All entries below are to be returned exactly, with pictures left out.

★ ★ ★ ★ ★

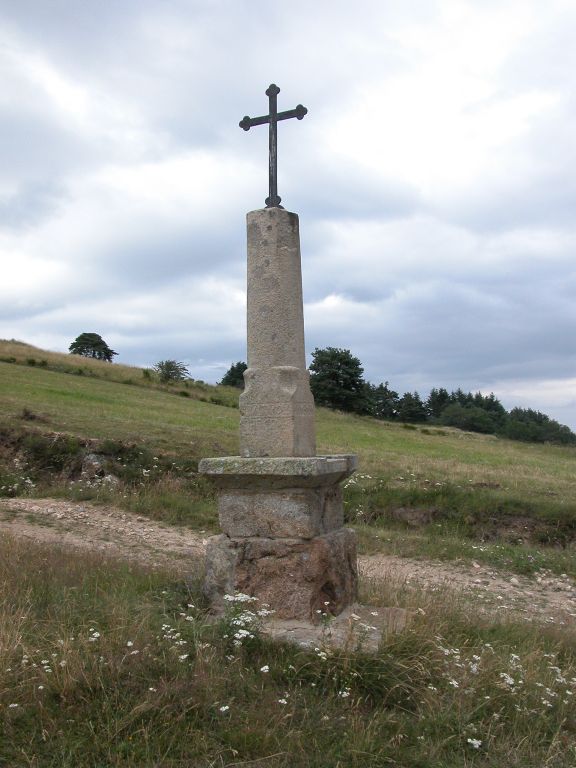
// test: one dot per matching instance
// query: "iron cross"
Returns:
(273, 201)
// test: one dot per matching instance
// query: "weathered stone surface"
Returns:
(278, 472)
(357, 628)
(291, 513)
(277, 413)
(276, 407)
(296, 577)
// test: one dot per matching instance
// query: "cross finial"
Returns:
(273, 201)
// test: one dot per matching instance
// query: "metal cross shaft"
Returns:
(273, 201)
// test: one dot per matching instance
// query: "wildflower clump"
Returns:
(242, 620)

★ ★ ★ ★ ★

ANSWER SECTION:
// test: one dot per matching instance
// query: "iron cross"
Returns:
(273, 201)
// test: one dot per matching instance
// query: "weathered stone surface"
Returns:
(278, 472)
(357, 628)
(291, 513)
(277, 413)
(276, 407)
(296, 577)
// test: one dot per matching instance
// query: "cross finial"
Returns:
(273, 201)
// test: one dot per matching instance
// query: "metal cross shaft"
Returns:
(273, 201)
// test: one dot per matching instance
// query: "wildflower clump"
Returns:
(242, 620)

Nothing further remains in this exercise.